** Dataset **
○ ○ ○ ○ ○
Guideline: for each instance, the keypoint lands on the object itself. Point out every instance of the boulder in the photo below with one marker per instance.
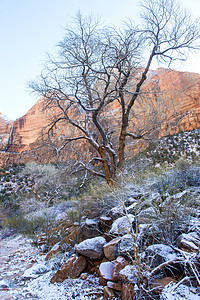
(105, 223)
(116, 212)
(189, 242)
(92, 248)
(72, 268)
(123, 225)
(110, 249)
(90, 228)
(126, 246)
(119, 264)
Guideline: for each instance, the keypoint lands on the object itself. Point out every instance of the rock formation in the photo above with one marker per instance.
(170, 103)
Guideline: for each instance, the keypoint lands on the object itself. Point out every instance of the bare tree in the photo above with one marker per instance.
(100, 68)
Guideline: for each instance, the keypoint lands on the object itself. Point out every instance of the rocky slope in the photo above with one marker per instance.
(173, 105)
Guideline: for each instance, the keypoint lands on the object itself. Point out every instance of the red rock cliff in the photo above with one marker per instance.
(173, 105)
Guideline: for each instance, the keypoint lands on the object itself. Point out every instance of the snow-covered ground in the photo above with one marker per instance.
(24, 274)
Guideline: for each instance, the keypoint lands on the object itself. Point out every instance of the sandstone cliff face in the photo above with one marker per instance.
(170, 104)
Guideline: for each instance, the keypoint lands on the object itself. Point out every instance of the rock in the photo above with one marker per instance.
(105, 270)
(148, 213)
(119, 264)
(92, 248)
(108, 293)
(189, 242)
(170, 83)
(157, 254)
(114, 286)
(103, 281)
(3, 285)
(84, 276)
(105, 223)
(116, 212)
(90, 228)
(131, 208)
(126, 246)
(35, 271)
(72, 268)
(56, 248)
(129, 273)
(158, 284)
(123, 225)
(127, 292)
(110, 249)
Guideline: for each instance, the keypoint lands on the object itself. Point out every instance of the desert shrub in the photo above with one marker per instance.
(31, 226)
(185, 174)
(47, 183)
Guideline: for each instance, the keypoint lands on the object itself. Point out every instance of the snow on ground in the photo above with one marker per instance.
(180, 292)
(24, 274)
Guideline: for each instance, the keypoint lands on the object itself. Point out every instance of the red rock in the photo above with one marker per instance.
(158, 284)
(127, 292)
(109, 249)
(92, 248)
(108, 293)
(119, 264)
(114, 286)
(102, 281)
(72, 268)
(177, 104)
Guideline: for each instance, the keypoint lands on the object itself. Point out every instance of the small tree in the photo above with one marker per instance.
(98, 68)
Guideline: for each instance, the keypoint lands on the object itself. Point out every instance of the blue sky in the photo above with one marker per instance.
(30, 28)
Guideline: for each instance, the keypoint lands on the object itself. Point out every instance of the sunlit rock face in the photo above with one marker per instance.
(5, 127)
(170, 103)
○ ○ ○ ○ ○
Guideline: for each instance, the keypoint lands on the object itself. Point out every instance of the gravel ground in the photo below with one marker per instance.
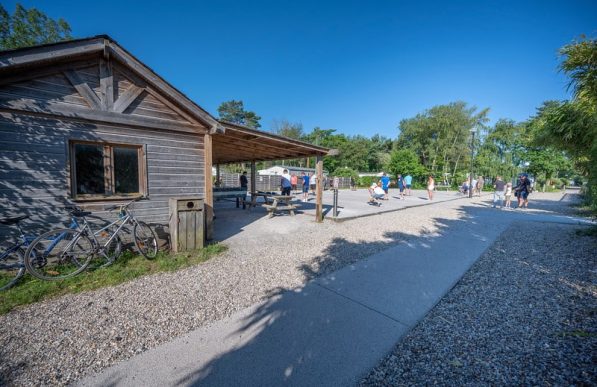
○ ○ ○ ○ ○
** Problem details **
Return each line of the items above that contains the string "face". Matching is case-sensitive.

** Exercise solution **
Guideline: for each instance, the keypoint lands on the object itself. Point out every instance of the sandstone cliff face in the photo above with one marker per instance.
Guideline: for each instance, the keypoint lands on the object itself. Point out every instance of the sunlit rock face in the photo above with one marker per instance.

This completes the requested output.